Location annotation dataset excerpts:
----------------

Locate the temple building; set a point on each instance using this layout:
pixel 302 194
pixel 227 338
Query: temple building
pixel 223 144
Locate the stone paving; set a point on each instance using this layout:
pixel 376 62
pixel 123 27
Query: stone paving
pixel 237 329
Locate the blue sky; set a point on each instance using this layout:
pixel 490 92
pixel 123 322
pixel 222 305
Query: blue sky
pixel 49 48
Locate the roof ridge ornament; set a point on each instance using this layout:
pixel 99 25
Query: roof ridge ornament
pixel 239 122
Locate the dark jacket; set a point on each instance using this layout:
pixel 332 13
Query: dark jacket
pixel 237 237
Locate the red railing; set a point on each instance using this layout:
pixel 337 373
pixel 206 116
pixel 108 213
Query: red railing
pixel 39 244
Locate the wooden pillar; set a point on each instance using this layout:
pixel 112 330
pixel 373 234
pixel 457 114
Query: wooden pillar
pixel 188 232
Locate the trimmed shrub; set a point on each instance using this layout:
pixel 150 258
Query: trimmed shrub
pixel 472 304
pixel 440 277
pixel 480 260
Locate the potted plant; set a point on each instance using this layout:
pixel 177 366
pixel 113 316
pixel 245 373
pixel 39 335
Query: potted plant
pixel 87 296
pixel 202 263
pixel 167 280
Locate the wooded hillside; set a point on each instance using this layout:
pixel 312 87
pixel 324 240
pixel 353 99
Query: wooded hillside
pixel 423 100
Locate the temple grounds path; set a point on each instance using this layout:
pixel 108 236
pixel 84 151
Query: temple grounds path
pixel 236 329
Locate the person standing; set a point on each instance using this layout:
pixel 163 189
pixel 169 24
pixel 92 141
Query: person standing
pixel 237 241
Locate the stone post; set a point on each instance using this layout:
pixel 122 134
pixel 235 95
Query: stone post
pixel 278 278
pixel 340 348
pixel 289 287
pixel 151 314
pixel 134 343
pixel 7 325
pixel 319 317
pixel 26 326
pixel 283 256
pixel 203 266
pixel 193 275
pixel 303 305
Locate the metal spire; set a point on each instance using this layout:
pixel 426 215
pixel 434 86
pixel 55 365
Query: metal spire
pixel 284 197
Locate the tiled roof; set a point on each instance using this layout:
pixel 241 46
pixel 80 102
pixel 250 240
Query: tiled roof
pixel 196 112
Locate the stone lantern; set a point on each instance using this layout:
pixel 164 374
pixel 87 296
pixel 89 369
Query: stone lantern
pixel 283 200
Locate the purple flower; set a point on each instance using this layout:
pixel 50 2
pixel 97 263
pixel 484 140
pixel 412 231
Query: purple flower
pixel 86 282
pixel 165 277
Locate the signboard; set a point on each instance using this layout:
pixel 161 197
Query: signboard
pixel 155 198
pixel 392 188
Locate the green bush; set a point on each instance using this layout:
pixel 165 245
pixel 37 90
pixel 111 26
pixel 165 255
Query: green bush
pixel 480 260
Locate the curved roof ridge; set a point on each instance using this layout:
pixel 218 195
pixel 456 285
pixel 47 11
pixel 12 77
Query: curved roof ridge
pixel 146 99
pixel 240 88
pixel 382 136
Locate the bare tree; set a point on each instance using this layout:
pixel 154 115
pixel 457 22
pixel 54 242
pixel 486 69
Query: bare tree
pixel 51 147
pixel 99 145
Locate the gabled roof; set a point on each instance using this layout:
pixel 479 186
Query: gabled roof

----------------

WHAT IS NEEDED: Revise all of the data above, substituting "place a marker" for every occurrence of "set a point" and leaving everything else as it is.

EXERCISE RESULT:
Locate the temple building; place a marker on each instance using this layout:
pixel 302 194
pixel 227 338
Query: temple building
pixel 223 144
Locate the stone paving; place a marker on each instance using this layout:
pixel 376 62
pixel 123 27
Query: stone paving
pixel 237 329
Locate the blue sky; place a marker on each instance using this layout:
pixel 490 92
pixel 123 322
pixel 222 305
Query: blue sky
pixel 49 48
Locate the roof ridge ornament; place a marker on each instance using this layout:
pixel 99 25
Query: roof ridge ornament
pixel 239 122
Locate the dark jacket; place a marker on each instance using this layout:
pixel 332 13
Query: dark jacket
pixel 237 237
Locate the red railing; place a marker on each instance using this layout:
pixel 337 373
pixel 206 116
pixel 108 213
Query: red railing
pixel 39 244
Locate the wooden pillar; place a marker on each instance using this layout:
pixel 112 330
pixel 373 234
pixel 457 114
Query: wooden pillar
pixel 188 232
Locate the trimmed shrub; place a marker on each instance using this layout:
pixel 150 258
Query: trimmed shrub
pixel 472 304
pixel 440 277
pixel 480 260
Locate the potted plant; place a marker on each instance using this layout:
pixel 177 366
pixel 113 316
pixel 245 373
pixel 39 335
Query: potted plant
pixel 87 296
pixel 202 263
pixel 167 280
Locate the wooded hillside; place a marker on each instance using this layout:
pixel 312 87
pixel 324 240
pixel 353 99
Query: wooded hillside
pixel 423 100
Locate the temple grounds path; place a marker on each instance using this layout:
pixel 108 236
pixel 84 151
Query: temple grounds path
pixel 236 329
Locate the person standing; place a marker on each instance using this layout:
pixel 163 189
pixel 169 24
pixel 92 141
Query: person standing
pixel 237 241
Locate the stone post; place a marker on each instance using this layout:
pixel 122 134
pixel 235 95
Query: stone post
pixel 278 278
pixel 340 348
pixel 289 287
pixel 151 314
pixel 134 343
pixel 7 325
pixel 319 317
pixel 26 326
pixel 283 256
pixel 203 266
pixel 193 275
pixel 303 305
Locate the metal spire; place a marker on each instance using this layout:
pixel 426 215
pixel 434 86
pixel 55 365
Query: metal spire
pixel 284 197
Locate the tiled roof; place a marker on each instance using this layout:
pixel 241 46
pixel 80 102
pixel 250 240
Query: tiled roof
pixel 196 112
Locate the stone lantern; place a marker on each instance using this layout:
pixel 164 374
pixel 87 296
pixel 89 369
Query: stone lantern
pixel 283 200
Locate the purple flower; place a marker on each instance using this layout:
pixel 50 2
pixel 97 263
pixel 484 140
pixel 412 231
Query: purple flower
pixel 86 282
pixel 165 277
Locate the signboard; place a marker on each instance using this layout:
pixel 161 197
Query: signboard
pixel 155 198
pixel 392 188
Locate the green bush; place a marker on each instance using this layout:
pixel 165 245
pixel 37 90
pixel 111 26
pixel 165 255
Query: green bush
pixel 480 260
Locate the curved roof ridge; place a marker on each instance using this layout:
pixel 218 195
pixel 456 285
pixel 47 11
pixel 12 77
Query: curved roof ridge
pixel 146 99
pixel 240 88
pixel 382 136
Locate the bare tree; place a marker on each instance using this layout:
pixel 154 115
pixel 457 22
pixel 54 242
pixel 486 69
Query: bare tree
pixel 51 147
pixel 99 145
Locate the gabled roof; place a marker on each instance using this layout:
pixel 479 186
Query: gabled roof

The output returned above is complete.